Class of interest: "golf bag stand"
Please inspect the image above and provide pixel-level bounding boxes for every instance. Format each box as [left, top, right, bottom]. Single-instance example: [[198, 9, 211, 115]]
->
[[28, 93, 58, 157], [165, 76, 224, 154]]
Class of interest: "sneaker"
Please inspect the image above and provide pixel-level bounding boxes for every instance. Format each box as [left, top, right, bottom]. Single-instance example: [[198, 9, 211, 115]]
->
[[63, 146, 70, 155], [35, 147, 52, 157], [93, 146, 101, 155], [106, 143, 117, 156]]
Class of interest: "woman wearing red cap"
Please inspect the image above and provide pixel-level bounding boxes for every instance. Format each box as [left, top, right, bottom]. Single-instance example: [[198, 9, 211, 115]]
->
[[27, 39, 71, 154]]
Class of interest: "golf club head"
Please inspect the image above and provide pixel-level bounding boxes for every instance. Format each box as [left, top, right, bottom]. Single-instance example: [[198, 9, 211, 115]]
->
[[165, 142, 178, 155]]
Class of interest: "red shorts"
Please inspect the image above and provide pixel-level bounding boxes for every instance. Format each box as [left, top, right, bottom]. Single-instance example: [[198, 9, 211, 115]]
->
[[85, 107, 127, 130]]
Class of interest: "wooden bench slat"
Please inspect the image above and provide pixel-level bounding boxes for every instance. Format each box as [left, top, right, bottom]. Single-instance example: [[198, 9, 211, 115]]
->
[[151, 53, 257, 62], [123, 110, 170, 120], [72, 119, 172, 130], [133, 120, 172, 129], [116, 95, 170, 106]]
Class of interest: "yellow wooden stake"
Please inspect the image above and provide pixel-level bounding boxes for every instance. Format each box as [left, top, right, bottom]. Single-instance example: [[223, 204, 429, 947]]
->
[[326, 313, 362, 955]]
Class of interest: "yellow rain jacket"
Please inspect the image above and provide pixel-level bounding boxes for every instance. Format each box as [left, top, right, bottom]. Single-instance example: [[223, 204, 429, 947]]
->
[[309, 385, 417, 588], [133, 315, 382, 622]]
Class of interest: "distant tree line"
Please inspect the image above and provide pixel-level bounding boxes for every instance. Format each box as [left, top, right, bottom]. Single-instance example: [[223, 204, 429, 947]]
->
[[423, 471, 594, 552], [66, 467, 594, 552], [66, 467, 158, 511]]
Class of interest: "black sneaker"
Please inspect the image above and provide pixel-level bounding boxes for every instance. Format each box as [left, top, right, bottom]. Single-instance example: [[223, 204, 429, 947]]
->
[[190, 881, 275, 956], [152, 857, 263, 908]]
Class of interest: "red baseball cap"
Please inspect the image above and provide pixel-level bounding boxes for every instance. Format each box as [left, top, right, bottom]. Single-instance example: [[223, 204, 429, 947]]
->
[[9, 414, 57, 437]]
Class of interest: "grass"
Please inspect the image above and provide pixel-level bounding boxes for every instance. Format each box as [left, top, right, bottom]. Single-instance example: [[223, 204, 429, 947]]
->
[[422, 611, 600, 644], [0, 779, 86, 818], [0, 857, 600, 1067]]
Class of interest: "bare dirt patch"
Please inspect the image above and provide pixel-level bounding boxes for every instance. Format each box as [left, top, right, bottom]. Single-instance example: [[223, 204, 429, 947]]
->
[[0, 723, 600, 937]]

_ _ _ _ _ _ _

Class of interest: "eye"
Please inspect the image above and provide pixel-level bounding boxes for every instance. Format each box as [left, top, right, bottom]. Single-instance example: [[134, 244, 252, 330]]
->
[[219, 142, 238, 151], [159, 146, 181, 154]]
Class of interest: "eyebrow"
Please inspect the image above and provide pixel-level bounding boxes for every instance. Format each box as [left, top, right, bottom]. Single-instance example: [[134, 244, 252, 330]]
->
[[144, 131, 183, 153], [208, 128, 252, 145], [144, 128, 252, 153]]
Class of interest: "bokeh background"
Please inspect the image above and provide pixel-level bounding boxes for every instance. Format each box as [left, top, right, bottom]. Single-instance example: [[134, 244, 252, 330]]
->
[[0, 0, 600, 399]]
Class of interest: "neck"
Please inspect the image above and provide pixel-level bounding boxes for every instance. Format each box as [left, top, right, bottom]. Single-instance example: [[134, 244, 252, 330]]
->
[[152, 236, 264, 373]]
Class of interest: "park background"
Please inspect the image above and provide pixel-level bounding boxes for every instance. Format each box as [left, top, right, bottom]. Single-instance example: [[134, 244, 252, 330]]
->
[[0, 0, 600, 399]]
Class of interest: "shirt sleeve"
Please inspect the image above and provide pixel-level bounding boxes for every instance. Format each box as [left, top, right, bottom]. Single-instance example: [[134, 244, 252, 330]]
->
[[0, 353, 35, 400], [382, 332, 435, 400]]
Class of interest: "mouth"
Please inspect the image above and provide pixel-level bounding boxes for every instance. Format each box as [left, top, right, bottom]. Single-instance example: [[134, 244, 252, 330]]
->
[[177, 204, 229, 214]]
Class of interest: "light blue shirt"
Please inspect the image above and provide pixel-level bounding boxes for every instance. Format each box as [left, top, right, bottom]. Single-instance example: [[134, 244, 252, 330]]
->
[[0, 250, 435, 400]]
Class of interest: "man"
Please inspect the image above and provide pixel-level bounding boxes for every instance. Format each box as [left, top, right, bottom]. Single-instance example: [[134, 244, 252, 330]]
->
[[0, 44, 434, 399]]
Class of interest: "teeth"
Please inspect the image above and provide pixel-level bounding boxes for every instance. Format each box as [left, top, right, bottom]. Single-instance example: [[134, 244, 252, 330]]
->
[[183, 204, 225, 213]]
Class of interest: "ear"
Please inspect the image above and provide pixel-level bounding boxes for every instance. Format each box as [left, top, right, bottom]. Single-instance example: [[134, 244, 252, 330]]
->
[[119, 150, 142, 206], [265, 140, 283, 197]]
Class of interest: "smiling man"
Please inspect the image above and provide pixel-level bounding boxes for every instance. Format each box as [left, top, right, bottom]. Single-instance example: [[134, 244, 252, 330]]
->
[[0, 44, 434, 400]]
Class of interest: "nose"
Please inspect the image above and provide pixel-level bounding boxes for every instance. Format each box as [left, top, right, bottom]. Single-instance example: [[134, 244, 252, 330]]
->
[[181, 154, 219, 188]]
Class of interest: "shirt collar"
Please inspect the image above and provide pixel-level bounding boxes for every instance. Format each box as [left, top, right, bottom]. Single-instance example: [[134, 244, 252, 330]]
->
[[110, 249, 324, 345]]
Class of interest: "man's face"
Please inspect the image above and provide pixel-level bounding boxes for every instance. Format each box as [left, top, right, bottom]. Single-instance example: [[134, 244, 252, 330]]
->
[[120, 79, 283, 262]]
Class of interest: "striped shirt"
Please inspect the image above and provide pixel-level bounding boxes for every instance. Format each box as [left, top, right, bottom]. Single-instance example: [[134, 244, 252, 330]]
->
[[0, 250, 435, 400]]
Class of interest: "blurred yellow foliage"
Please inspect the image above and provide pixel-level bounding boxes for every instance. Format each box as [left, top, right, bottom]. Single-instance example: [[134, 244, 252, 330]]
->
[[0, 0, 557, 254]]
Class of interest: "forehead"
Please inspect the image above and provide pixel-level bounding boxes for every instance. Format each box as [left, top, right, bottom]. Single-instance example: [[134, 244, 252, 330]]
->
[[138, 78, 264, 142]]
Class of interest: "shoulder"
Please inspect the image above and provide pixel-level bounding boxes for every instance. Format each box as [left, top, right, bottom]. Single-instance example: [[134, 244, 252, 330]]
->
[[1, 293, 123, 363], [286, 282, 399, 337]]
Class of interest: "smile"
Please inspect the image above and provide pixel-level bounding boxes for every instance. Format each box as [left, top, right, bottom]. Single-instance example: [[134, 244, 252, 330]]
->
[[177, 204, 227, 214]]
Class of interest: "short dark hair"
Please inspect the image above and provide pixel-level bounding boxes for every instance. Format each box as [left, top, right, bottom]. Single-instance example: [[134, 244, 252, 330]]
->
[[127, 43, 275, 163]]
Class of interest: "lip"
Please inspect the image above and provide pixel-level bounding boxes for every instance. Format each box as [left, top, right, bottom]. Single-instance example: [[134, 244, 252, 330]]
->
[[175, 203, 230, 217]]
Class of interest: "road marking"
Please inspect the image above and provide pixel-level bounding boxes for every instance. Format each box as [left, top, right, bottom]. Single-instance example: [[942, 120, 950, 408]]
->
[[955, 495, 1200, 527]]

_ _ _ _ _ _ _

EXERCISE DETAILS =
Locate each line in the listing above that contains the word "shirt" and copy those lines in full.

TASK RESULT =
Class of interest: "shirt sleeve"
Class of interest: "light blue shirt"
Class of interest: "shirt collar"
Class of interest: "striped shirt"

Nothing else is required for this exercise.